▸ Exercise goal
Emit the data below verbatim, stripping out any pictures.

--

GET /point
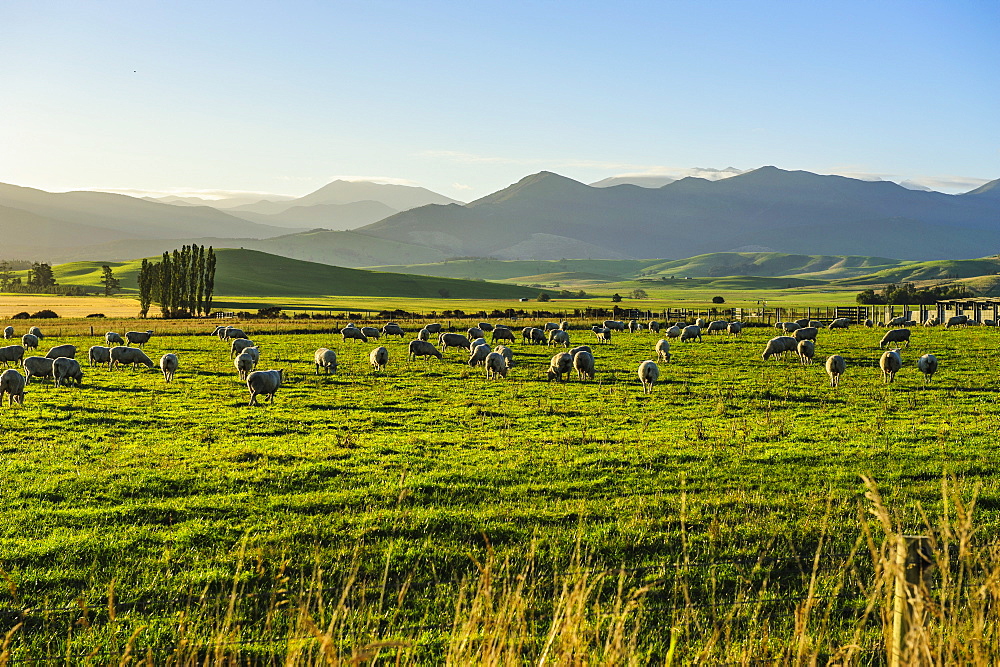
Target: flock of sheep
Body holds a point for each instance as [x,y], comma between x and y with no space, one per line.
[61,366]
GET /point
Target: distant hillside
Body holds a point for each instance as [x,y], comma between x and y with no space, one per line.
[253,273]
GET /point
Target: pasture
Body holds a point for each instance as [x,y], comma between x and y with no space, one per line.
[172,520]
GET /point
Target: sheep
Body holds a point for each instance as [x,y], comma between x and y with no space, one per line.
[895,336]
[583,362]
[62,351]
[558,336]
[139,338]
[890,363]
[779,345]
[496,366]
[36,367]
[927,364]
[66,369]
[11,353]
[422,348]
[129,356]
[378,358]
[238,345]
[326,359]
[12,383]
[393,329]
[718,325]
[446,340]
[691,332]
[353,333]
[264,383]
[806,350]
[835,367]
[502,333]
[169,364]
[805,333]
[99,354]
[245,364]
[649,373]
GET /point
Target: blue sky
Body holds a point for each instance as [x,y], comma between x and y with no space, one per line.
[467,97]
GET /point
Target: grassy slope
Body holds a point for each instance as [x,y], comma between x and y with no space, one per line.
[254,273]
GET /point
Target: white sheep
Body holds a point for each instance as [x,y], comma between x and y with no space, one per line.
[835,367]
[927,364]
[169,364]
[264,383]
[890,363]
[326,359]
[12,383]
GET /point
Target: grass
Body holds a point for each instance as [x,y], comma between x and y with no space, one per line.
[440,513]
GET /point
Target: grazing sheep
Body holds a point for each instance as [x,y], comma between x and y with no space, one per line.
[835,367]
[378,358]
[326,359]
[66,369]
[238,345]
[99,354]
[393,329]
[779,345]
[502,333]
[62,351]
[583,362]
[649,373]
[806,350]
[12,383]
[11,353]
[927,365]
[446,340]
[559,337]
[353,333]
[264,383]
[890,363]
[421,348]
[169,365]
[560,365]
[36,367]
[691,332]
[805,333]
[139,338]
[129,356]
[895,336]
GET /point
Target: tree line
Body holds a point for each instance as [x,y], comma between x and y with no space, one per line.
[181,283]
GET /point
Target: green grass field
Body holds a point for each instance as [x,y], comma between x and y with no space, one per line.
[172,519]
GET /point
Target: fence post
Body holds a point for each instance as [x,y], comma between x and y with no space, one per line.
[913,562]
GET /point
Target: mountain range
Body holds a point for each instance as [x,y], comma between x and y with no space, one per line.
[542,216]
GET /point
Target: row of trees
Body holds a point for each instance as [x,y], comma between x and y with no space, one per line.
[181,283]
[907,293]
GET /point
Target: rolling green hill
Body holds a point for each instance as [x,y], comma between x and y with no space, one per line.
[254,273]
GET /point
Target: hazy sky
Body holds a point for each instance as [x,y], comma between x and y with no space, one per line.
[467,97]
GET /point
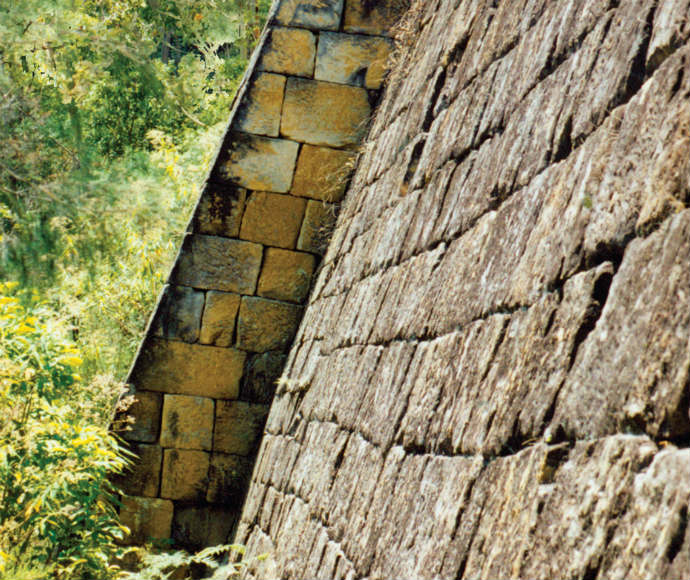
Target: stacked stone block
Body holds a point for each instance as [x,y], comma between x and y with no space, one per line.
[205,375]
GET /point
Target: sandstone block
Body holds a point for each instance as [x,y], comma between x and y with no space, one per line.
[185,474]
[272,219]
[286,275]
[352,59]
[228,479]
[318,224]
[143,476]
[322,173]
[179,314]
[146,412]
[290,51]
[189,369]
[147,518]
[260,375]
[220,210]
[215,263]
[258,162]
[266,324]
[239,426]
[218,323]
[323,113]
[187,422]
[260,110]
[324,15]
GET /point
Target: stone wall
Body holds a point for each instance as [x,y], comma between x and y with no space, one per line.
[205,375]
[492,376]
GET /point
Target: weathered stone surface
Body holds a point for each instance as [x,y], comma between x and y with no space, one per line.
[179,314]
[352,59]
[215,263]
[188,369]
[322,173]
[265,325]
[272,219]
[286,275]
[218,322]
[147,518]
[185,474]
[289,51]
[260,111]
[220,210]
[324,14]
[187,422]
[238,427]
[257,162]
[323,113]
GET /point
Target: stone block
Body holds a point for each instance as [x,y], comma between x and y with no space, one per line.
[142,477]
[322,173]
[179,314]
[185,474]
[272,219]
[215,263]
[187,422]
[195,528]
[290,51]
[260,375]
[318,224]
[366,17]
[352,59]
[147,518]
[257,162]
[260,109]
[228,479]
[218,323]
[323,15]
[324,113]
[189,369]
[239,426]
[220,209]
[146,412]
[286,275]
[265,325]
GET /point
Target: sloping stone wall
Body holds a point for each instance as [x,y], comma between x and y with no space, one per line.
[492,376]
[205,375]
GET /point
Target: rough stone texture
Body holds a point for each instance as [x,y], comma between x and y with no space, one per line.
[491,377]
[323,113]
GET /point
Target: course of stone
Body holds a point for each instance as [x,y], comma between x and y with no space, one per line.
[492,376]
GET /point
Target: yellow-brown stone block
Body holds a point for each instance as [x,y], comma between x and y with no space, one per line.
[290,51]
[322,173]
[187,422]
[366,17]
[218,322]
[322,14]
[219,212]
[257,162]
[215,263]
[239,426]
[318,224]
[352,59]
[146,413]
[189,369]
[147,518]
[228,479]
[324,113]
[272,219]
[185,474]
[265,325]
[286,275]
[260,110]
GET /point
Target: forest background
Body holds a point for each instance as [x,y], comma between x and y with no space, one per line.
[109,113]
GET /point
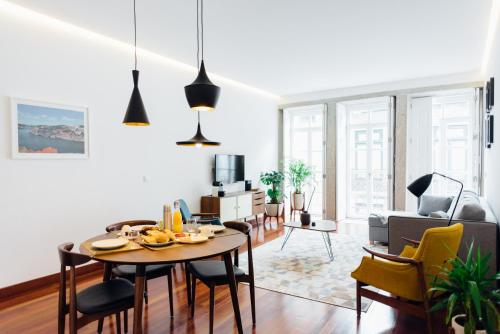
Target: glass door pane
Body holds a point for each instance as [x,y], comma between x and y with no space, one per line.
[368,157]
[304,140]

--

▸ Reply to the task
GET /point
Target: flock of sheep
Body holds a point for each instance as [x,y], comma between x and y with no space, one per line.
[61,366]
GET /point
Target: distant hillside
Body holds a point for each instance as [x,y], comma between x and y with no space, one per line.
[253,273]
GET /point
Target: pasture
Body holds a point for each instance as [x,y], comma between x and y with no space, one per line.
[172,520]
GET /point
Target: sheep
Body holds a point for each instance as [x,y], comma between x and y with no space, one per line.
[895,336]
[583,362]
[62,351]
[558,336]
[139,338]
[890,363]
[779,345]
[496,366]
[36,367]
[927,364]
[66,369]
[11,353]
[422,348]
[129,356]
[378,358]
[238,345]
[326,359]
[12,383]
[393,329]
[718,325]
[446,340]
[691,332]
[353,333]
[264,383]
[806,350]
[835,367]
[502,333]
[169,364]
[805,333]
[99,354]
[245,364]
[649,373]
GET /point
Target: blue sky
Body holds a point for each instance as [x,y], comma between x and y with no space, one per line.
[467,97]
GET /point
Target: grassy slope
Body holds a point for each instance as [x,y], comma between x and y with no space, one per line.
[254,273]
GET /point
Target: white sheep
Body holds a point for each instance as [x,y], comma between x and y with no space, one per line.
[835,367]
[927,364]
[169,364]
[264,383]
[890,363]
[326,359]
[12,383]
GET /point
Target: grass
Body holds a point for each instance as [x,y], comma between x and y with no space, one per line.
[440,513]
GET /point
Target: grazing sheep
Body holds a point for each instance as [x,y], comma between x and y with no space, one per line.
[835,367]
[378,358]
[326,359]
[66,369]
[238,345]
[99,354]
[393,329]
[779,345]
[502,333]
[62,351]
[583,362]
[649,373]
[806,350]
[12,383]
[11,353]
[927,365]
[446,340]
[559,337]
[353,333]
[264,383]
[890,363]
[421,348]
[169,365]
[560,365]
[36,367]
[691,332]
[805,333]
[139,338]
[129,356]
[895,336]
GET /point
Target: tree line
Body holds a point for each instance as [x,y], comma between x and y with no space, one per line.
[181,283]
GET /point
Target: green grass field
Body holds a point for each instance as [x,y], comma between x and y with no space, one per line.
[172,519]
GET /point
Target: fence post
Body holds a point for each instance as [x,y], comma between x and y with no space, one per line.
[913,562]
GET /point
Target: mountain range
Body holds a point for each instance as [x,y], comma between x and y with no space, one per line.
[542,216]
GET /point
Target: row of trees
Body holds a point for each instance as [x,y], comma between x and y with no space, one per line.
[181,283]
[907,293]
GET /point
Target: rolling green hill
Body holds a point for each instance as [x,y], comma between x and y with no space, one per line.
[254,273]
GET /point
Target: hazy sky
Body holds a point for each instance as [x,y], comma between x and y with no space, one per line.
[467,97]
GET /point
Target: stacked stone block
Body holds a point for each instance as [x,y], comma between x and y with no space, one per line.
[205,375]
GET /point
Target: sandstone block
Body holds a point for each instance as [x,y], comma between x and y with no space, one per line.
[185,474]
[272,219]
[286,275]
[352,59]
[228,479]
[318,224]
[143,476]
[322,173]
[179,314]
[146,412]
[290,51]
[189,369]
[147,518]
[260,375]
[220,210]
[215,263]
[258,162]
[266,324]
[239,426]
[218,323]
[323,113]
[187,422]
[260,110]
[324,15]
GET /point
Target: stone wall
Body holds a point for each instance as [x,y], comma between x and y with no space, one per line.
[205,375]
[492,376]
GET /point
Target: weathered stone surface
Body holds a point for each instance as [x,y], comma between x and y with no space, one per line.
[179,314]
[352,59]
[215,263]
[188,369]
[322,173]
[265,325]
[272,219]
[286,275]
[218,322]
[147,518]
[185,474]
[289,51]
[260,111]
[220,210]
[324,14]
[187,422]
[238,427]
[257,162]
[323,113]
GET /point
Target: stone block
Body holds a point for each instance as [x,y], comma between x and y with no space, one per line.
[142,477]
[322,173]
[179,314]
[185,474]
[272,219]
[215,263]
[187,422]
[195,528]
[290,51]
[260,375]
[318,224]
[366,17]
[352,59]
[147,518]
[257,162]
[260,109]
[228,479]
[218,323]
[323,15]
[324,113]
[189,369]
[239,426]
[220,209]
[146,412]
[286,275]
[265,325]
GET /point
Target: sloping stone wall
Body holds a point for each instance as [x,y], comma between x and y with no space, one per line.
[492,376]
[205,375]
GET /point
Target: rough stone texture
Body holds a point for each instance as [x,y], comma between x and y with no space, one per line.
[491,377]
[323,113]
GET /point
Target: course of stone
Body holds a point for each instance as [x,y], comma between x and y with no space, one per line.
[492,376]
GET /point
Target: yellow-brown stone block
Body holds a point for each instance as [x,y], comma between x and y with no space, one per line.
[290,51]
[322,173]
[187,422]
[366,17]
[218,322]
[322,14]
[219,212]
[257,162]
[215,263]
[239,426]
[318,224]
[352,59]
[146,413]
[189,369]
[147,518]
[228,479]
[324,113]
[272,219]
[185,474]
[265,325]
[286,275]
[260,110]
GET /point
Target: forest background
Body holds a point for each instance as [x,y], comma between x and y with no space, one per line.
[109,113]
GET /point
Target: glass door pane
Body holds a point for each instance as [x,y], comma between x and y with no space, one per line.
[368,157]
[304,140]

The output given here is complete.